Also doch nicht nur eine inf...
diese Datei verweist nicht nur auf viele andere infs, sondern auch auf mehr als eine Binary.
Da greift mein vorletzter Post, mit "illegal", "kompliziert". "lohnt sich nicht" usw.

Es _könnte_ sein, dass das Ändern der inf reicht, ist aber unwahrscheinlich.
Und irgendwelche Experimente machen nur das ganze Betriebssystem kaputt.
Auf einer Testmaschine kein Problem, aber du verwendest deinen Computer auch sonst noch...


----------



## fh13 (6. Oktober 2011)

Also in dem Ordner sind nur zwei .inf Datein drin und die sind genau gleich, bzw die eine ist ein bisschen kürzer. Und wie gesagt funkt die Karte eig. ich habe es gerade ausprobiert das Problem ist nur das sie immer knackt.

■ ■ ■ ■ ■ ■ ■

● **KURZE ÜBUNG 1**:
Wie viele .inf-Dateien befinden sich laut dem Textauszug in dem Ordner?
● **KURZE ÜBUNG 2**:
Nennen Sie alle Ausdrücke, die im Textauszug aus dem vorletzten Post in Anführungszeichen zitiert werden.
● **KURZE ÜBUNG 3**:
Geben Sie den Abschnitt des Textauszugs wortgetreu wieder, der mit den Worten "Da greift mein" beginnt und mit "ganze Betriebssystem kaputt." endet.

● **DATENBLOCK**:
■ ■ ■ ■ ■ ■ ■

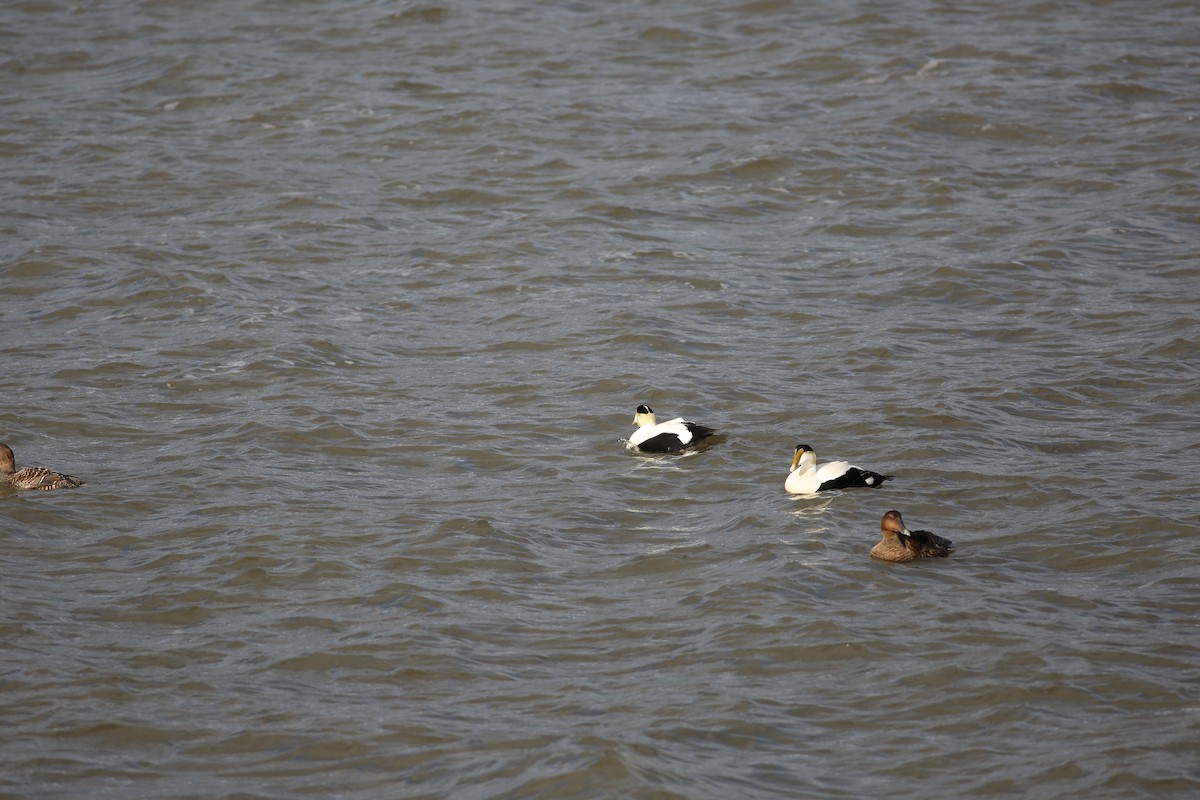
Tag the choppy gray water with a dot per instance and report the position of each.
(343, 308)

■ ■ ■ ■ ■ ■ ■

● **KORREKTE AUSGABE 1**:
Zwei.

● **KORREKTE AUSGABE 2**:
illegal, kompliziert, lohnt sich nicht

● **KORREKTE AUSGABE 3**:
Da greift mein vorletzter Post, mit "illegal", "kompliziert". "lohnt sich nicht" usw.

Es _könnte_ sein, dass das Ändern der inf reicht, ist aber unwahrscheinlich.
Und irgendwelche Experimente machen nur das ganze Betriebssystem kaputt.